**The task**
Copy out the lines of the listing below without any changes, keeping every line in the same order.

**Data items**
------------------------------------------------------------

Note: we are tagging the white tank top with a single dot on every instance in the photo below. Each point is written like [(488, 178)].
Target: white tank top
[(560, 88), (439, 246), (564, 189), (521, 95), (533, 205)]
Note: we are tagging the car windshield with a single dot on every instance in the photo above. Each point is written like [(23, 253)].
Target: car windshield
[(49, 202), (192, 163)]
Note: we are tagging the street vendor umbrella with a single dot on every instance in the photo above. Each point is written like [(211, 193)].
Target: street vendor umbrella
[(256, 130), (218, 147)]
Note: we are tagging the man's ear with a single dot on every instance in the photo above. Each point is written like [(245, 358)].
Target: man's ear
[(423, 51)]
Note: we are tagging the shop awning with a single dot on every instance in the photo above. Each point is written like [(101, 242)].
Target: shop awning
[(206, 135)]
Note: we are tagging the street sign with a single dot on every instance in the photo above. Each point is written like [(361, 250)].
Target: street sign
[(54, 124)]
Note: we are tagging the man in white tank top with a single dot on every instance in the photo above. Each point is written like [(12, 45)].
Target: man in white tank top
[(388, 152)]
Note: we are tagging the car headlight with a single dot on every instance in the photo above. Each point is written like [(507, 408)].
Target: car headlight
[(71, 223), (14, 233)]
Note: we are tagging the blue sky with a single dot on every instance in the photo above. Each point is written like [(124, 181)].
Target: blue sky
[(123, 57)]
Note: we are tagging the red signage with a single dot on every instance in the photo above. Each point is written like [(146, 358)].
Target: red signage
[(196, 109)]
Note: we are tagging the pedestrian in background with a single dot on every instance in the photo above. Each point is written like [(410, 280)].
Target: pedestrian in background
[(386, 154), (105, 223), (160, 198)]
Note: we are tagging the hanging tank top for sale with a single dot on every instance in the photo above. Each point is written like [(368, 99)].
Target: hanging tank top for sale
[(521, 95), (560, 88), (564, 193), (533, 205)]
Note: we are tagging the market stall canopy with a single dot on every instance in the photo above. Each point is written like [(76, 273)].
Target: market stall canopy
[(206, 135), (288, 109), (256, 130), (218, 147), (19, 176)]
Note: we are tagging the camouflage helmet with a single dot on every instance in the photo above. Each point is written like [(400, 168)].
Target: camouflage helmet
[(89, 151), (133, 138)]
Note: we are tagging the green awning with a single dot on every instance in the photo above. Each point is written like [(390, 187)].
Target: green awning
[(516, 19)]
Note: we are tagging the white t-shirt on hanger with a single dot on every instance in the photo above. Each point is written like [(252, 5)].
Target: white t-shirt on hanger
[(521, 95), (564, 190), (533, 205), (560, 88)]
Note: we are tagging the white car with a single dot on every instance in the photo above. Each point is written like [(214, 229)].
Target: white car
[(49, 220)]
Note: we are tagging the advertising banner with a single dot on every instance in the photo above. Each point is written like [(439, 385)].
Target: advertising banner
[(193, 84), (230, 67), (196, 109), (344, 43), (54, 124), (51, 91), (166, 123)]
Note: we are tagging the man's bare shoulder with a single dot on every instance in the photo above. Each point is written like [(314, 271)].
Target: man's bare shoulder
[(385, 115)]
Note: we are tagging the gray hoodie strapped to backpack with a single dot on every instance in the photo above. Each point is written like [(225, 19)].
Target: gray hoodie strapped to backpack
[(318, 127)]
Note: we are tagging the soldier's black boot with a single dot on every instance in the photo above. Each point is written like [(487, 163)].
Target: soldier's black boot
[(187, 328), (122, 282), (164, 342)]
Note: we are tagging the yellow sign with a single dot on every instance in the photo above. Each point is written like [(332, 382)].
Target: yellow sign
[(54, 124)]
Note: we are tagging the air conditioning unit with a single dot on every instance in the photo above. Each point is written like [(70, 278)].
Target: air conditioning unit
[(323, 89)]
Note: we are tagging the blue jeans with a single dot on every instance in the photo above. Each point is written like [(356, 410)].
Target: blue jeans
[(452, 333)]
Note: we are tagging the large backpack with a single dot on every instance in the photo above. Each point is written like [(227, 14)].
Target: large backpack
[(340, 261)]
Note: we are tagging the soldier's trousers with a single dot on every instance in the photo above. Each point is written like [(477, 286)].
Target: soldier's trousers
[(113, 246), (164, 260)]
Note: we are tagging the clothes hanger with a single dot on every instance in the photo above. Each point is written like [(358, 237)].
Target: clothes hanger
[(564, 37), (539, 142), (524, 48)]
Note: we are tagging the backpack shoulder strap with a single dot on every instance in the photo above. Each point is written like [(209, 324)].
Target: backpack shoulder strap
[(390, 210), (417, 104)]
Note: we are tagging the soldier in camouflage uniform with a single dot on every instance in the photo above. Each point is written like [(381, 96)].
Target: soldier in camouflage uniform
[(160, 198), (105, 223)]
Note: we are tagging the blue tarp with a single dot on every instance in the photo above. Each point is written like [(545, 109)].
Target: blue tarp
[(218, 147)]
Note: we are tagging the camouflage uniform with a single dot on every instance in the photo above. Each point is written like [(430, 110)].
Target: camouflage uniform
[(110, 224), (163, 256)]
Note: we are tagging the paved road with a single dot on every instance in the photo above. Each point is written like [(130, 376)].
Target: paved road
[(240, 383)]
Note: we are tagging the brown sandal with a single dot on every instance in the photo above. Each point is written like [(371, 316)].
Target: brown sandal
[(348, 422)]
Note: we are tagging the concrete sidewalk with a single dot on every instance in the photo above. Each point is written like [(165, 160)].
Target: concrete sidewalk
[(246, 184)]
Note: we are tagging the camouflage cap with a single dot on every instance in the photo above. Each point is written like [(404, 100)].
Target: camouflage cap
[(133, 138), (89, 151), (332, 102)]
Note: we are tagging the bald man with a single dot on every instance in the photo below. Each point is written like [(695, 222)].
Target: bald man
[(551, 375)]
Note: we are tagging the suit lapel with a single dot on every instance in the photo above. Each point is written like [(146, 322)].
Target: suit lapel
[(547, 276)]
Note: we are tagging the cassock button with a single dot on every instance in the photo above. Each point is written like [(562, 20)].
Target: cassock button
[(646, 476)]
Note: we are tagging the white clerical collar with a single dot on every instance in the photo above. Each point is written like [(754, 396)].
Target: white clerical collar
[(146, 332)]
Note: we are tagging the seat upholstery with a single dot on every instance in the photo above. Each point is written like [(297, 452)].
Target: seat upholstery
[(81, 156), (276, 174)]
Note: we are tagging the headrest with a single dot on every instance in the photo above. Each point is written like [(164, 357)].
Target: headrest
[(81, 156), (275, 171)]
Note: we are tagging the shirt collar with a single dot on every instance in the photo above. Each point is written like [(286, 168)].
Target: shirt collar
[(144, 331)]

------------------------------------------------------------

**Final result**
Note: we are tagging the white tank top with a single dot on every instance in the photo below. Each point is written like [(488, 178)].
Target: white tank top
[(560, 88), (439, 246), (564, 189), (521, 95), (533, 205)]
Note: we are tagging the car windshield with a single dot on every instance in the photo above. Each point is written like [(23, 253)].
Target: car windshield
[(49, 202), (192, 163)]
Note: we are tagging the street vendor umbrella with a single dot on every instance in the photo above. Each point is written like [(211, 193)].
Target: street vendor umbrella
[(256, 130), (218, 147)]
Note: we are tagging the man's ear with a single dot on every instance in the photo above. Each point is written like [(245, 358)].
Target: man's ear
[(423, 51)]
Note: we are tagging the shop awning with a single dot on every instance in the photo above. Each point is written like [(101, 242)].
Target: shop awning
[(206, 135)]
Note: we are tagging the street sign with a single dot on every instance in the photo above. Each point is written like [(361, 250)].
Target: street sign
[(54, 124)]
Note: we are tagging the man in white tank top with a single dot on every instance in the photo above. Each point is written like [(12, 45)].
Target: man in white tank top
[(388, 152)]
Note: we are tagging the car headlight with a single dot on every instance in the photo above. Each point is written like [(507, 408)].
Target: car headlight
[(71, 223), (14, 233)]
Note: we are tagging the blue sky with a single dot on every instance in the photo above. Each point is written like [(124, 181)].
Target: blue sky
[(123, 57)]
Note: we are tagging the red signage with a single dot on every instance in the photo above. Each point is written like [(146, 358)].
Target: red signage
[(196, 109)]
Note: we are tagging the pedestrian in background with a single dot on every instance in the photo above. Each point is written like [(410, 280)].
Target: pedestrian in background
[(386, 154), (105, 223), (160, 198)]
Note: we are tagging the hanging tank top for sale with a single dot on every instance in the photo above. Each point is written like [(368, 99)].
Target: hanging tank top for sale
[(521, 95), (560, 88), (564, 193), (533, 205)]
Note: we are tagging the market stall canopy with a single dot on every instance in the photo above. Each point is written like [(76, 273)].
Target: market stall canopy
[(206, 135), (288, 109), (256, 130), (218, 147), (19, 176)]
Note: we are tagging the camouflage helmet with a single dot on every instance in the photo above. Each point is written like [(400, 168)].
Target: camouflage helmet
[(89, 151), (133, 138)]
Note: we are tagging the green awning with a single dot on every instance in the photo above. Each point is written like [(390, 187)].
Target: green awning
[(516, 19)]
Note: we are tagging the white t-shirt on hanger with a single dot on every instance in the photo above. Each point is written like [(252, 5)].
Target: white t-shirt on hanger
[(521, 95), (564, 190), (533, 205), (560, 88)]
Note: we are tagging the white car with a single dot on every instance in the photo above. Each point is written like [(214, 229)].
Target: white car
[(49, 220)]
Note: we are tagging the advertising banner with a single dot on every instance in the photo above. Each point is written like [(439, 385)].
Target: advertising banner
[(193, 84), (230, 67), (196, 109), (344, 43), (54, 124), (51, 91), (166, 123)]
Note: we are tagging the man's bare shoulder with a single dot on every instance in the photo above. Each point is written like [(314, 271)].
Target: man's bare shoulder
[(385, 115)]
Note: we are tagging the gray hoodie strapped to backpack with a single dot on every instance in the photo above. Each point is written like [(225, 19)].
Target: gray hoodie strapped to backpack
[(318, 127)]
Note: we are tagging the soldier's black boot with a single dot on every instance in the photo above. Each point is written like [(487, 163)].
Target: soldier's black boot
[(187, 328), (122, 282), (164, 342)]
Note: we are tagging the yellow sign with a single dot on every instance in the photo above. Each point is written like [(332, 382)].
Target: yellow sign
[(54, 124)]
Note: we are tagging the air conditioning unit with a single dot on every instance in the photo above. Each point is written like [(70, 278)].
Target: air conditioning unit
[(323, 89)]
Note: we are tagging the blue jeans with a single dot on every instance in the photo above. Each point is written like [(356, 410)].
Target: blue jeans
[(452, 333)]
Note: we are tagging the large backpack with a single dot on every instance in the photo above. Each point is written like [(227, 14)].
Target: large backpack
[(340, 261)]
Note: we are tagging the soldier's trousers with a single dot on every instance in the photo above. Each point is written like [(477, 286)].
Target: soldier's trousers
[(113, 246), (164, 260)]
Note: we are tagging the clothes hanger with a single dot on every instance in the photo above. Each point is written like [(358, 237)].
Target: clothes hanger
[(564, 37), (539, 142), (524, 48)]
Note: we are tagging the backpack shoulder strap with a single dot on every instance in the photo above. Each point is written like [(209, 324)].
Target: backpack shoulder strap
[(390, 210), (417, 104)]
Note: we are tagging the soldier in camouflage uniform with a single dot on every instance in the photo above. Each point is written like [(381, 96)].
Target: soldier in camouflage uniform
[(160, 198), (105, 223)]
Note: we are tagging the blue tarp with a single dot on every instance in the photo above. Each point is written like [(545, 109)].
Target: blue tarp
[(218, 147)]
Note: we are tagging the camouflage uniform with a single dot on every instance in the photo above. Each point is written like [(430, 110)].
Target: camouflage uniform
[(110, 224), (163, 256)]
Note: we are tagging the paved road with a single dot on every instance in the photo above. Each point is written like [(130, 376)].
Target: paved road
[(240, 383)]
Note: we are tagging the brown sandal with a single dot on every instance in the photo above. Each point is written like [(371, 316)].
Target: brown sandal
[(348, 422)]
Note: we are tagging the concrete sidewalk with a single dot on every instance in the photo above. Each point is written like [(165, 160)].
Target: concrete sidewalk
[(246, 184)]
Note: we are tagging the camouflage cap with a single dot on every instance in the photo above. Each point is written like [(404, 100)].
Target: camouflage cap
[(133, 138), (89, 151), (332, 102)]
Note: we are tagging the bald man with a single dot on every instance in the photo below. Each point is written like [(695, 222)].
Target: bald man
[(551, 375)]
Note: we are tagging the suit lapel with a single dot on every instance in the photo above. Each point is written like [(146, 322)].
Target: suit lapel
[(547, 276)]
Note: we are tagging the cassock button with a single dot on every instance in the photo above. Each point is written like [(562, 20)].
Target: cassock button
[(646, 476)]
Note: we are tagging the white clerical collar with a single dot on every instance in the photo above. Each point is written like [(754, 396)].
Target: white clerical collar
[(146, 332)]
Note: we are tagging the seat upholstery with a single dot on every instance in the photo above. Each point is written like [(297, 452)].
Target: seat upholstery
[(81, 156), (276, 174)]
Note: we are tagging the headrest with a single dot on every instance in the photo above. Each point is written like [(164, 357)].
Target: headrest
[(81, 156), (275, 171)]
Note: we are tagging the shirt collar with a single dot on every instance in the photo above. Each point is written like [(286, 168)].
Target: shirt collar
[(144, 331)]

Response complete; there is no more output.